● Quoted text:
__________

The performance of the q-G method was also evaluated on twelve 10-D and twelve 30-D test problems, ten unimodal and fourteen multimodal. Their characteristics are summarized in Table 2. These functions are a subset of the problems proposed at CEC′2005 (Suganthan et al. 2005). The q-G method is compared with the top eleven Evolutionary Algorithms (EAs) participants of the competition: BLX-GL50 (Garcia-Marinez and Lozano 2005), BLX-MA (Molina et al. 2005), CoEVO (Posik 2005), DE (Ronkkonen et al. 2005), EDA (Yuan and Gallagher 2005), DMS-L-PSO (Liang and Suganthan 2005), L-SaDE (Qin and Suganthan 2005), G-CMA-ES (Auger and Hansen 2005a), L-CMA-ES (Auger and Hansen 2005b), K-PCX (Sinha et al. 2005) and SPC-PNX (Ballester et al. 2005). In addition, we applied the Steepest Descent (SD) method to the same test problems in order to compare the q-G method with its classical version.

__________

Bounding box annotation entries
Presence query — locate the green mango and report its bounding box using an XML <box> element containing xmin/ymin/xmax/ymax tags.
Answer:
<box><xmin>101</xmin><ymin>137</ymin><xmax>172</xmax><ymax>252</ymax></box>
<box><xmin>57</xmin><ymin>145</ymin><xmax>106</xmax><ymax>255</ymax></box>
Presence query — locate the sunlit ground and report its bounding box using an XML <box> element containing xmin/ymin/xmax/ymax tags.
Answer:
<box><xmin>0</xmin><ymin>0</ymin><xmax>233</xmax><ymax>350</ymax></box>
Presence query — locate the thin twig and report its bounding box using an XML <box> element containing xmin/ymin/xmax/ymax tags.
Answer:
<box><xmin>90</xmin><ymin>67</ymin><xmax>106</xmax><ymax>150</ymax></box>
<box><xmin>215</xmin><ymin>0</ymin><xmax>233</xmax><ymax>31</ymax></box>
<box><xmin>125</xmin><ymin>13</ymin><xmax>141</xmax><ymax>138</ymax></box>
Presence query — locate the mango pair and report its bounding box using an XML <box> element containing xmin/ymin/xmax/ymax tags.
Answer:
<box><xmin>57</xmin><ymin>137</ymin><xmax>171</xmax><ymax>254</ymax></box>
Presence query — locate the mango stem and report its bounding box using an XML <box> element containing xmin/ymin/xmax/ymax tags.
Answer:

__________

● Requirement 1: From the q-G method excerpt, extract the passage that starts with the words containing "The performance of" and ends with "its classical version.".
● Requirement 2: List every competition participant in the q-G method excerpt whose cited source uses "et al."

● Exercise result 1:
The performance of the q-G method was also evaluated on twelve 10-D and twelve 30-D test problems, ten unimodal and fourteen multimodal. Their characteristics are summarized in Table 2. These functions are a subset of the problems proposed at CEC′2005 (Suganthan et al. 2005). The q-G method is compared with the top eleven Evolutionary Algorithms (EAs) participants of the competition: BLX-GL50 (Garcia-Marinez and Lozano 2005), BLX-MA (Molina et al. 2005), CoEVO (Posik 2005), DE (Ronkkonen et al. 2005), EDA (Yuan and Gallagher 2005), DMS-L-PSO (Liang and Suganthan 2005), L-SaDE (Qin and Suganthan 2005), G-CMA-ES (Auger and Hansen 2005a), L-CMA-ES (Auger and Hansen 2005b), K-PCX (Sinha et al. 2005) and SPC-PNX (Ballester et al. 2005). In addition, we applied the Steepest Descent (SD) method to the same test problems in order to compare the q-G method with its classical version.

● Exercise result 2: BLX-MA, DE, K-PCX, SPC-PNX